Quoted text:
3.1           Organization. GWRC is a corporation duly organized, validly existing and in good standing under the laws of the State of Nevada, has all necessary corporate powers to carry on its business, and is duly qualified to do business and is in good standing in each of the states where its business requires qualification.

3.2           Capital. The authorized capital stock of GWRC consists of:

(a)  
Sixty million (60,000,000) shares of common stock, of which 6,845,000 shares are issued and outstanding;

All of the outstanding common stock is duly and validly issued, fully paid and non-assessable. There are no additional outstanding subscriptions, rights, debentures, instruments, convertible securities or other agreements or commitments obligating GWRC to issue any additional shares of its capital stock of any class.

3.3           Subsidiaries. GWRC does not have any subsidiaries or own any interest in any other enterprise.

3.4           Directors and Officers. James Vandeberg is the sole officer and director of GWRC.

3.5           Absence of Undisclosed Liabilities. As of the Closing Date, GWRC shall not have any material debt, liability or obligation of any nature, whether accrued, absolute, contingent or otherwise, and whether due or to become due.

3.6           Tax Returns. GWRC has filed all federal, state and local tax returns required by law and have paid all taxes, assessments and penalties due and payable. There are no present disputes as to taxes of any nature payable by GWRC.

3.7           Compliance with Laws. To the best of GWRC’s knowledge, GWRC has complied with, and is not in violation of, applicable federal, state or local statutes, laws and regulations, including federal and state securities laws, except where such non-compliance would not have a material adverse impact upon its business or properties.

Requirement A:
Using the quoted text above, state whether each statement agrees with it, answering yes or no and quoting the words that decide it: (i) GWRC is organized under the laws of the State of Nevada; (ii) GWRC owns an interest in another enterprise; (iii) GWRC has more than one director.

Records to process:
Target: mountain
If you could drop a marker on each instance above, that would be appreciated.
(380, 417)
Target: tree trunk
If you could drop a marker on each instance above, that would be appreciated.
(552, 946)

Requirement B:
Output all six rows above, with no changes.

Exercise solution A:
(i) Yes: "GWRC is a corporation duly organized, validly existing and in good standing under the laws of the State of Nevada"
(ii) No: "GWRC does not have any subsidiaries or own any interest in any other enterprise."
(iii) No: "James Vandeberg is the sole officer and director of GWRC."

Exercise solution B:
Target: mountain
If you could drop a marker on each instance above, that would be appreciated.
(380, 417)
Target: tree trunk
If you could drop a marker on each instance above, that would be appreciated.
(552, 946)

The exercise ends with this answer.